> [Belge Bölümü]:
= = = =

AKP için ''kolay bir seçim'' olacağını düşünmüyorum. Bu konuda Aydemir Güler'e katılmadığımı söyleyebilirim. İnternette haber sitelerinde gezinirken, bir taraftan da kulağım FOXtv.nin haberlerinde. Erdoğan her zamanki rahatsız eden ses tonlamalarıyla hayretler içerisinde bırakıyor. Şişli, Kadıköy, Beşiktaş ve Çankaya ilçelerinin ülkenin kaymağını yediğini ve dünya yansa burada ikamet edenlerin umurlarında olmayacağını söylüyor. Seçim sonucunu çantada keklik gören bir lider böyle konuşur mu?

Anketler özellikle ekonomik krizden ötürü AKP oylarının düşeceğini gösteriyor. İstanbul ve Ankara'da muhalefetin oylarının AKP'yi belediyeden edebilir. Erdoğan tehlikeyi gördüğü için MHP'ye ''gel kardeşim, birbirimize jestler yapalım'' demeye başladı. Burnundan kıl aldırmayan bir Erdoğan'ın alışıldık davranışı değil bu.

Bu seçime kadar özellikle eski defterleri karıştırarak ve CHP'yi hedef tahtasına oturtarak kendi yandaşları üzerinde bir konsolidasyon sağlıyordu. Bu seçimde ilk kez CHP yönetimi dışında CHP'lileri hedef göstererek konsolidasyon sağlamaya soyunuyor. Demek ki, iş Erdoğan açısından bir hayli ciddi.

Şu da bir gerçek, seçim sonuçları yine AKP ve Erdoğan'ın yengisiyle sonuçlanabilir. Ve hatta, İstanbul ve Ankara'nın yanına İzmir ve Eskişehir'i de katabilir. Böyle olsa bile Erdoğan için ''kolay seçim'' olacağı anlamına gelmez. Erdoğan'ın son zamanlardaki tavır ve söylemleri bunu gösteriyor.

( Geçen hafta bir pazar yerinde, soğan alıyor ve pazarcıyla da sohbet ediyordum. Pazar esnafı ile sohbet etmeyi ve onlara laf atmayı seviyorum :), pazarcının soğan fiatından yakınması üzerine ''hem oy verirsiniz, hem yakınırsınız'' demiştim. Pazarcı AKP'ye hiç oy vermediğini söyleyince, ''bu yüzde elli oyu nereden alıyor bunlar'' dediğimde, yanı başımda soğan seçen bir kadın gülerek ''almıyorlar, çalıyorlar'' demişti. Ve bu konuşmalar olurken, bitişiğimizde çeşitli hediyelikler barındıran koca bir kamyon ve AKP standı bulunuyordu. Kadının en ufak bir korku duymadan konuşması gerçekten güzeldi.)

= = = =

(Nokta işaretleme kayıtları)
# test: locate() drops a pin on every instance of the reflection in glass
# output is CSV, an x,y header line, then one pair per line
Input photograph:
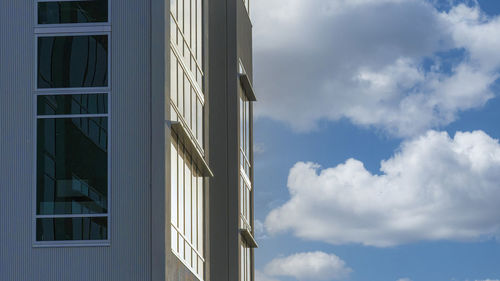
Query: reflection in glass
x,y
73,61
73,12
72,104
63,229
72,166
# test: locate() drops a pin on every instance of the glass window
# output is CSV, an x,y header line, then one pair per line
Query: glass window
x,y
73,61
61,12
72,168
72,104
245,262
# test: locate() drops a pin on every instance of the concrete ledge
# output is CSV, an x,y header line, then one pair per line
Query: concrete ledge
x,y
190,145
247,235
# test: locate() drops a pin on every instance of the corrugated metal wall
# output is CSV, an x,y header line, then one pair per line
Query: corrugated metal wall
x,y
129,256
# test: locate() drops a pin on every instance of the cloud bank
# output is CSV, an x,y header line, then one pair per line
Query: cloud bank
x,y
318,266
434,188
399,66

= = = =

Lütfen seçim yazısında "Bu seçime kadar" diye başlayan paragrafı, ana bilgilerini koruyarak daha kısa biçimde yeniden yazın. Bu materyal başka bir kaynaktan alınmıştır.

Erdoğan bu seçime kadar eski defterleri karıştırıp CHP'yi hedef tahtasına oturtarak yandaşlarını konsolide ediyordu. Bu seçimde ise ilk kez CHP yönetimi dışındaki CHP'lileri hedef göstererek konsolidasyona soyunuyor. Bu da işin onun açısından oldukça ciddi olduğunu gösteriyor.